Set down the line that contains "Return the outline of every instance of the fan" and every line after it to the end of the entries, exactly as they stand and nothing more.
----------------
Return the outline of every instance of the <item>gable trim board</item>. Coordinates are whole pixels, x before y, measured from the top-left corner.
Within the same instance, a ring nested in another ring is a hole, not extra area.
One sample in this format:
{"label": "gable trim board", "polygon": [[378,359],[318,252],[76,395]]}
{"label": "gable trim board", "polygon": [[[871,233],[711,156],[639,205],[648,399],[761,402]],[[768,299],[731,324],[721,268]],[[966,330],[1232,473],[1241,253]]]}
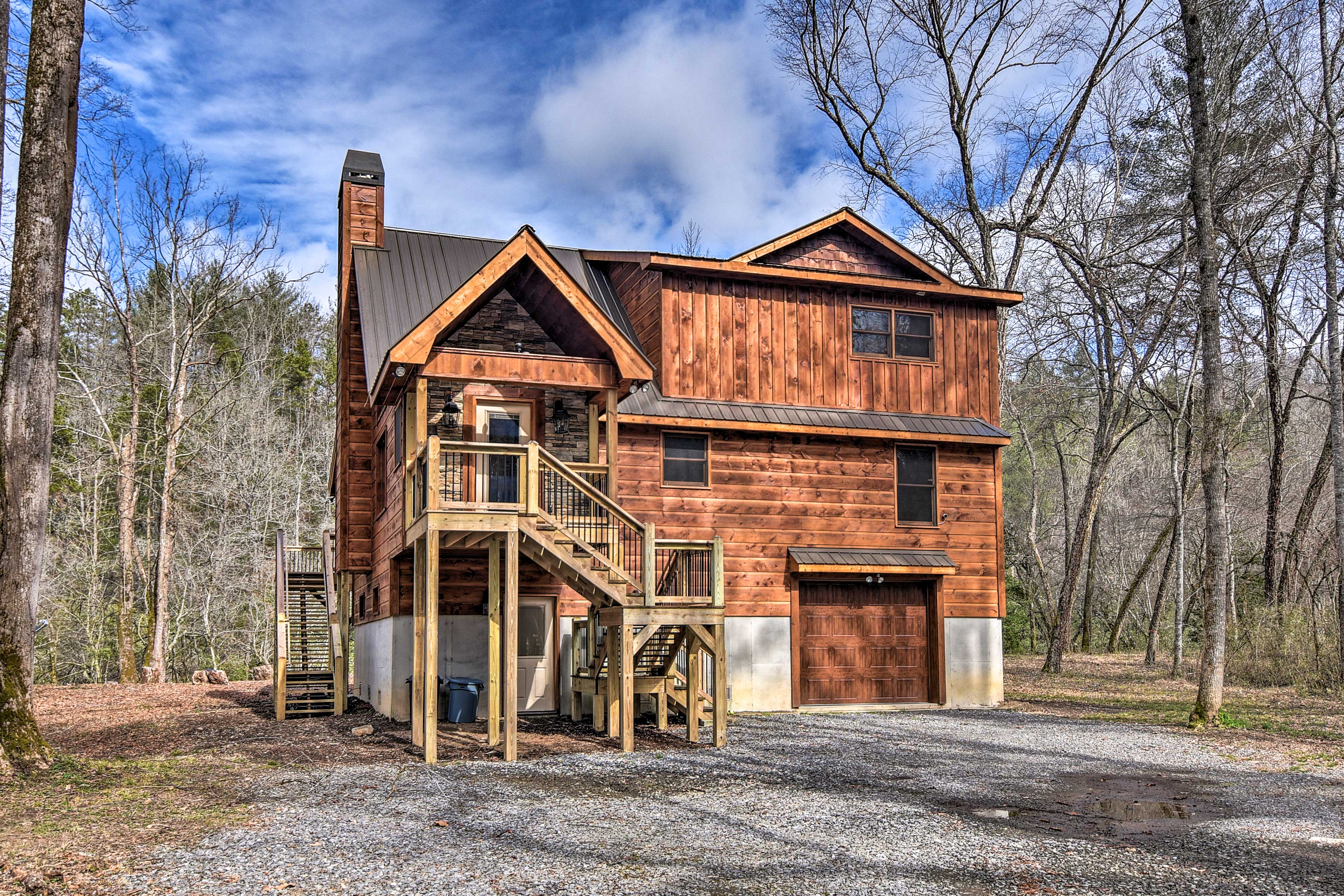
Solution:
{"label": "gable trim board", "polygon": [[788,234],[775,236],[774,239],[761,243],[759,246],[755,246],[753,249],[749,249],[745,253],[739,253],[732,258],[730,258],[728,261],[743,262],[743,263],[761,262],[761,259],[766,258],[767,255],[773,255],[781,249],[793,246],[794,243],[806,239],[808,236],[820,234],[821,231],[829,230],[832,227],[852,228],[853,231],[857,231],[868,242],[875,243],[879,249],[883,249],[887,254],[899,261],[902,265],[913,267],[914,270],[921,273],[925,279],[934,283],[953,285],[950,277],[943,274],[941,270],[938,270],[925,259],[919,258],[919,255],[910,251],[909,247],[892,239],[883,230],[875,227],[872,223],[870,223],[856,211],[848,207],[831,212],[829,215],[823,215],[814,222],[790,230]]}
{"label": "gable trim board", "polygon": [[[362,297],[364,379],[371,395],[378,394],[375,387],[382,387],[388,367],[423,363],[413,359],[427,357],[438,333],[461,313],[473,310],[478,300],[488,300],[524,258],[610,348],[624,379],[652,377],[652,363],[605,273],[589,265],[578,250],[552,250],[530,227],[509,240],[394,227],[386,228],[386,236],[382,249],[352,250],[355,289]],[[450,304],[449,310],[456,313],[445,310]]]}
{"label": "gable trim board", "polygon": [[[617,415],[621,423],[694,429],[848,435],[962,445],[1008,445],[1012,441],[997,426],[974,416],[667,398],[652,383],[648,388],[625,396],[617,406]],[[605,419],[606,415],[602,416]]]}

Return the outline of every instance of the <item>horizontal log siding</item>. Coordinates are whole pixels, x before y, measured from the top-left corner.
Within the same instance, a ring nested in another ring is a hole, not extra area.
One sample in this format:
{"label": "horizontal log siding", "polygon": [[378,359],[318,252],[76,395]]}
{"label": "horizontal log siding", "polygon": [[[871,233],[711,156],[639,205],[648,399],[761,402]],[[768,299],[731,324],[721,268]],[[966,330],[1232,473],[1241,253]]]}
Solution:
{"label": "horizontal log siding", "polygon": [[999,514],[995,450],[938,446],[937,528],[895,523],[894,443],[879,439],[714,433],[711,490],[664,488],[660,430],[622,426],[620,500],[660,539],[724,540],[728,615],[789,615],[796,582],[790,547],[943,549],[949,617],[995,618]]}
{"label": "horizontal log siding", "polygon": [[[657,348],[645,349],[661,356],[665,395],[999,423],[999,321],[989,305],[681,273],[661,283]],[[646,313],[646,304],[637,308]],[[851,359],[851,304],[931,310],[935,360]]]}

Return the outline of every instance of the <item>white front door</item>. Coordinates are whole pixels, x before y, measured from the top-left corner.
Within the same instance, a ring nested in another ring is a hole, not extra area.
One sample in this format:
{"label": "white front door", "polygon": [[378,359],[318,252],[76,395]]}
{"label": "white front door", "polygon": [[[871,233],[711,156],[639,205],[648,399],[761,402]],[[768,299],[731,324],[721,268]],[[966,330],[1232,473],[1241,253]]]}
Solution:
{"label": "white front door", "polygon": [[517,602],[517,711],[555,712],[555,602]]}
{"label": "white front door", "polygon": [[[476,441],[496,445],[527,445],[532,439],[532,404],[530,402],[477,402]],[[521,494],[517,455],[481,454],[476,465],[477,501],[516,504]]]}

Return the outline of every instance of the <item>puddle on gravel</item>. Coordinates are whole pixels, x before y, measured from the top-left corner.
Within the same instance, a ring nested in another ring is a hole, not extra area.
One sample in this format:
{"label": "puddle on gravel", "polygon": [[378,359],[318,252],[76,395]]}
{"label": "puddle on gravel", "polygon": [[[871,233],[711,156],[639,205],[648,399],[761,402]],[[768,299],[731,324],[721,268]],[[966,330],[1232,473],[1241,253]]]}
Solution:
{"label": "puddle on gravel", "polygon": [[1164,803],[1156,799],[1099,799],[1091,805],[1098,815],[1117,821],[1153,821],[1157,818],[1180,818],[1189,821],[1193,815],[1180,803]]}
{"label": "puddle on gravel", "polygon": [[1168,775],[1059,775],[1050,787],[1012,797],[1012,807],[980,805],[962,811],[1023,830],[1125,842],[1164,840],[1196,821],[1232,814],[1215,782]]}

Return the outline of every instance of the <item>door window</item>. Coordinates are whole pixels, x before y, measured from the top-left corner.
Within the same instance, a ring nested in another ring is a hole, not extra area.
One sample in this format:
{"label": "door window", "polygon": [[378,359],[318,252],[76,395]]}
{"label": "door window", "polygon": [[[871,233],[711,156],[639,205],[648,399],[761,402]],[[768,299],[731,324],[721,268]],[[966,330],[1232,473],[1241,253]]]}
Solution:
{"label": "door window", "polygon": [[524,603],[517,609],[517,656],[546,656],[546,607]]}

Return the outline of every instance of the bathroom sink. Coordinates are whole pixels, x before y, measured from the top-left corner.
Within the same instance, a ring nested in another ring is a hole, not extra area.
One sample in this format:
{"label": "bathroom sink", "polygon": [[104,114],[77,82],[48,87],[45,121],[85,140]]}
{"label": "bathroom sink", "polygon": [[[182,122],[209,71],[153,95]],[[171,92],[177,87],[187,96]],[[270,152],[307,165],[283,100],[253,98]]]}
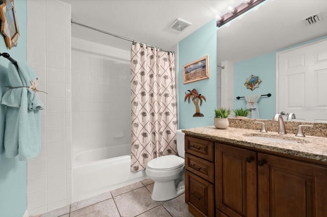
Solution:
{"label": "bathroom sink", "polygon": [[272,143],[288,143],[297,144],[306,143],[306,141],[302,139],[295,138],[287,135],[274,135],[266,133],[248,133],[243,135],[255,140],[261,140]]}

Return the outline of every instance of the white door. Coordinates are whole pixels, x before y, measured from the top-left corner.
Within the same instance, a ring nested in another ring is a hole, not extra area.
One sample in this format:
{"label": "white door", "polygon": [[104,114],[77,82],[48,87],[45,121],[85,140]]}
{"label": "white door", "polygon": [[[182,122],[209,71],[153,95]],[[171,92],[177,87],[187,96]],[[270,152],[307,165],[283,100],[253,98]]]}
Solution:
{"label": "white door", "polygon": [[327,123],[327,40],[277,53],[276,60],[277,112]]}

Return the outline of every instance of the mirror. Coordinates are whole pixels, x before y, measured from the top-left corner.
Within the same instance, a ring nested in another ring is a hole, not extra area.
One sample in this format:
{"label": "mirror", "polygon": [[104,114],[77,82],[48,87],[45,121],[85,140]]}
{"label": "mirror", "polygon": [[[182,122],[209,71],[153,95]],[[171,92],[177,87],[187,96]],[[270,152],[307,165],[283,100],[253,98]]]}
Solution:
{"label": "mirror", "polygon": [[[217,64],[227,61],[234,64],[233,107],[245,107],[244,98],[237,96],[271,93],[270,97],[262,97],[258,104],[260,118],[271,120],[282,112],[276,108],[276,53],[327,38],[327,1],[270,0],[259,6],[218,29]],[[320,20],[314,24],[303,20],[319,12]],[[218,68],[218,75],[220,71]],[[252,74],[262,81],[253,91],[244,86]]]}

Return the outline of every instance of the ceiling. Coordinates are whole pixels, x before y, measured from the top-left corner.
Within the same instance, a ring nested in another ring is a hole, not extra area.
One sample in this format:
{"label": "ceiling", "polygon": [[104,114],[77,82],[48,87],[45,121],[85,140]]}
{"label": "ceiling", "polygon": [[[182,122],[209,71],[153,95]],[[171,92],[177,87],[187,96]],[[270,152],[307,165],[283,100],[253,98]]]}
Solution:
{"label": "ceiling", "polygon": [[[321,12],[323,20],[302,19]],[[237,63],[327,36],[327,1],[270,0],[217,31],[217,62]]]}
{"label": "ceiling", "polygon": [[[75,21],[166,50],[241,0],[61,0]],[[321,12],[323,20],[301,19]],[[169,29],[180,18],[192,23]],[[76,24],[72,35],[129,50],[131,42]],[[327,36],[327,0],[270,0],[217,31],[218,62],[237,62]]]}
{"label": "ceiling", "polygon": [[[93,28],[164,49],[170,49],[237,1],[61,0],[72,5],[72,19]],[[180,32],[169,29],[176,19],[192,25]],[[73,37],[130,49],[131,42],[72,25]]]}

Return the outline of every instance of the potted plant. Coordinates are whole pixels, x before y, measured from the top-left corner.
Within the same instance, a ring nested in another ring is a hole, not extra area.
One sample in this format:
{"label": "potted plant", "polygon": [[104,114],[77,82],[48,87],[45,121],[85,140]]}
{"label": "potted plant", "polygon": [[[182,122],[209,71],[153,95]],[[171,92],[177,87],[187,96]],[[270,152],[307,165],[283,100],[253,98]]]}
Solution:
{"label": "potted plant", "polygon": [[247,116],[250,114],[248,110],[242,107],[234,110],[233,111],[236,118],[247,118]]}
{"label": "potted plant", "polygon": [[214,125],[217,129],[226,129],[229,125],[227,118],[231,111],[229,109],[222,107],[215,110]]}

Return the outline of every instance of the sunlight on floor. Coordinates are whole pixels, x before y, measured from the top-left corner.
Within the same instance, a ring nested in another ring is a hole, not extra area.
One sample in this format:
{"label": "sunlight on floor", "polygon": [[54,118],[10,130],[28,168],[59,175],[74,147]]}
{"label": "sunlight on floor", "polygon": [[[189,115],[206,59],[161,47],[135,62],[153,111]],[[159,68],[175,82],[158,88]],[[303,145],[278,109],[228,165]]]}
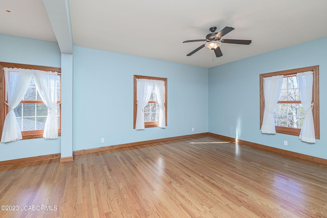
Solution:
{"label": "sunlight on floor", "polygon": [[225,143],[230,143],[230,141],[208,141],[204,142],[190,142],[189,144],[222,144]]}

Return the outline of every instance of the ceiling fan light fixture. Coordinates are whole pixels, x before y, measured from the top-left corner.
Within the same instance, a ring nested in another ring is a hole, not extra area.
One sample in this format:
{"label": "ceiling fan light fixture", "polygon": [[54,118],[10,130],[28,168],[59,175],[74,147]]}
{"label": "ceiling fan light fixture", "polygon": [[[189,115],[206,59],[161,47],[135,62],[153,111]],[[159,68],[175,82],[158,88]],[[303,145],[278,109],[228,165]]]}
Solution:
{"label": "ceiling fan light fixture", "polygon": [[221,45],[221,42],[219,41],[212,41],[211,42],[207,42],[205,44],[205,46],[209,49],[214,50],[219,47],[220,45]]}

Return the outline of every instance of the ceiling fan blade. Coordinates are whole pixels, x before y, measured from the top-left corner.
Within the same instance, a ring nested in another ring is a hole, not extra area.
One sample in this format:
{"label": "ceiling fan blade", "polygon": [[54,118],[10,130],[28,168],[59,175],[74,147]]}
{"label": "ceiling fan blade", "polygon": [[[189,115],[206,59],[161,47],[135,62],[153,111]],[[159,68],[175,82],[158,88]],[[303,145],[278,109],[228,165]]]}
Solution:
{"label": "ceiling fan blade", "polygon": [[184,41],[183,43],[185,42],[204,42],[205,39],[194,39],[193,40],[186,40]]}
{"label": "ceiling fan blade", "polygon": [[194,50],[194,51],[190,52],[190,53],[188,54],[187,55],[186,55],[186,56],[191,56],[193,54],[195,53],[196,52],[197,52],[198,51],[200,50],[201,49],[202,49],[203,47],[204,47],[205,45],[205,44],[203,44],[203,45],[202,45],[201,46],[200,46],[198,48],[196,49],[195,50]]}
{"label": "ceiling fan blade", "polygon": [[251,42],[252,42],[252,41],[243,40],[242,39],[223,39],[221,40],[221,42],[224,43],[250,44]]}
{"label": "ceiling fan blade", "polygon": [[216,54],[216,57],[217,58],[223,56],[223,53],[221,52],[220,47],[217,47],[217,49],[215,50],[215,54]]}
{"label": "ceiling fan blade", "polygon": [[227,33],[228,33],[229,32],[230,32],[232,30],[233,30],[233,29],[234,29],[234,28],[233,28],[232,27],[225,27],[225,28],[224,29],[221,30],[220,31],[219,31],[219,32],[218,33],[216,34],[215,37],[217,37],[217,38],[221,38],[223,36],[224,36],[225,35],[226,35]]}

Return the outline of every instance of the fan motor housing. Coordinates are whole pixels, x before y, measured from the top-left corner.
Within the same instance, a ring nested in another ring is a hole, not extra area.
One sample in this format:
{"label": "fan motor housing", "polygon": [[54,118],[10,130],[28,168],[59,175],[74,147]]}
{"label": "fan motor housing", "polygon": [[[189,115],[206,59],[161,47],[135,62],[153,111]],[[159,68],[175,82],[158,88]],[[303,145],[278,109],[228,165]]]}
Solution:
{"label": "fan motor housing", "polygon": [[209,33],[208,35],[207,35],[205,36],[205,39],[207,41],[212,41],[213,40],[216,40],[216,39],[218,39],[219,40],[220,39],[220,38],[217,38],[215,37],[215,36],[216,36],[216,35],[217,34],[217,33]]}

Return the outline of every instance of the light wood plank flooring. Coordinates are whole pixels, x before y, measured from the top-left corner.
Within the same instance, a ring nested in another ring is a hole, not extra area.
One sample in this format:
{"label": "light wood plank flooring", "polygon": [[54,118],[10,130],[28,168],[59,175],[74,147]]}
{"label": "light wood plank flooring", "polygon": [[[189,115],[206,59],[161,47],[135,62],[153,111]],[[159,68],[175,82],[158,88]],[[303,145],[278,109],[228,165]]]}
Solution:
----------------
*Complete response:*
Return the outline of every instance of the fan motor housing. Coordinates are whole pixels, x before y, measured from the top-left corner.
Within the same instance, a ring nested in another ring is a hole, not extra area.
One sample in this format:
{"label": "fan motor housing", "polygon": [[54,118],[10,130],[28,168],[59,175],[74,147]]}
{"label": "fan motor housing", "polygon": [[[189,115],[206,59],[161,47],[135,62],[153,111]],[[159,68],[175,82],[158,88]],[[303,145],[278,109],[228,165]]]}
Solution:
{"label": "fan motor housing", "polygon": [[209,33],[208,35],[207,35],[205,36],[205,39],[207,41],[212,41],[213,40],[216,40],[216,39],[218,39],[219,40],[220,39],[220,38],[217,38],[215,37],[215,36],[216,36],[216,35],[217,34],[217,33]]}

Return the outline of every instance of the light wood plank flooring. Coordinates are whole pixels, x before y, measured from the top-left corner.
Within the same instance, a ring nested in another ring is a hole, not extra area.
One sample in this format:
{"label": "light wood plank flooring", "polygon": [[54,118],[10,130],[28,168],[59,175],[74,147]]}
{"label": "light wood plank flooring", "polygon": [[[189,115],[206,59],[161,47],[135,62],[153,111]],[[159,68],[175,82],[158,88]],[[303,145],[278,109],[228,165]]]}
Solution:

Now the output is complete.